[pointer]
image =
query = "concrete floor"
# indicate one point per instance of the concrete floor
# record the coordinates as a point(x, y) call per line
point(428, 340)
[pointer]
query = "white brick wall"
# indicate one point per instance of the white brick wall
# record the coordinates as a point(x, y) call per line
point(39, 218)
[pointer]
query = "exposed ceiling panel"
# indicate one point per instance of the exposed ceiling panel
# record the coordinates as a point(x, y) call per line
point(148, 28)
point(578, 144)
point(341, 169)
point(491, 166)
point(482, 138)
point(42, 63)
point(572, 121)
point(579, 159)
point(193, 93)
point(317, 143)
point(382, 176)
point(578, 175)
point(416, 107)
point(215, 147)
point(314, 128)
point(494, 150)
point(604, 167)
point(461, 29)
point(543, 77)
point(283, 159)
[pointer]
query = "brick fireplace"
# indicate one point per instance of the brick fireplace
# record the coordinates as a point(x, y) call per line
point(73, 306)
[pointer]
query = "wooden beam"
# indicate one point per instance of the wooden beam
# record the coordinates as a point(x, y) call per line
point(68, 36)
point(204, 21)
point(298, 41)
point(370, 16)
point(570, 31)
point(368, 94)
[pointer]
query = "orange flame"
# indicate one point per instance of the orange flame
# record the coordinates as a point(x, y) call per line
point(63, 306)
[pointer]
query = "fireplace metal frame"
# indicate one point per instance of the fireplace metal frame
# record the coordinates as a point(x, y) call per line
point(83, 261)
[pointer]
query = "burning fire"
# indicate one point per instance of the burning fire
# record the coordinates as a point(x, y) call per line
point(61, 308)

> To do:
Each entry must be set down exactly as it appears.

> Response below:
[pointer]
image =
query = "concrete floor"
# indicate one point per instance of the concrete floor
# record the coordinates as a point(x, y) call per line
point(428, 340)
[pointer]
query = "white brick wall"
# indicate one point per instance of the white brick wall
# record the coordinates as a point(x, y) call per line
point(39, 218)
[pointer]
query = "exposed ceiling panel"
# indicate one point per instance of the exposed ceiling panel
# record the coordinates as a point(x, y) call per line
point(148, 28)
point(578, 144)
point(341, 169)
point(491, 166)
point(482, 138)
point(42, 63)
point(572, 121)
point(579, 159)
point(193, 93)
point(317, 143)
point(382, 176)
point(578, 175)
point(416, 107)
point(215, 147)
point(314, 128)
point(494, 150)
point(604, 167)
point(461, 29)
point(543, 77)
point(283, 159)
[pointer]
query = "brick fireplace"
# indicate one point per instance of the brick fireplace
# record the coordinates as a point(x, y) call per line
point(73, 306)
[pointer]
query = "wooden beam"
# indicate one point per instance of the wooden beam
# record the coordinates as a point(x, y) call per line
point(68, 36)
point(204, 21)
point(298, 41)
point(370, 16)
point(570, 31)
point(368, 94)
[pointer]
query = "orange flame"
# indicate one point per instance of the orange flame
# record the coordinates as a point(x, y) call per line
point(63, 306)
[pointer]
query = "fireplace metal frame"
# indicate one point per instance of the fireplace metal frame
# record the coordinates as a point(x, y) call per line
point(83, 261)
[pointer]
query = "burning fire"
# indicate one point per instance of the burning fire
# record the coordinates as a point(x, y) call per line
point(61, 308)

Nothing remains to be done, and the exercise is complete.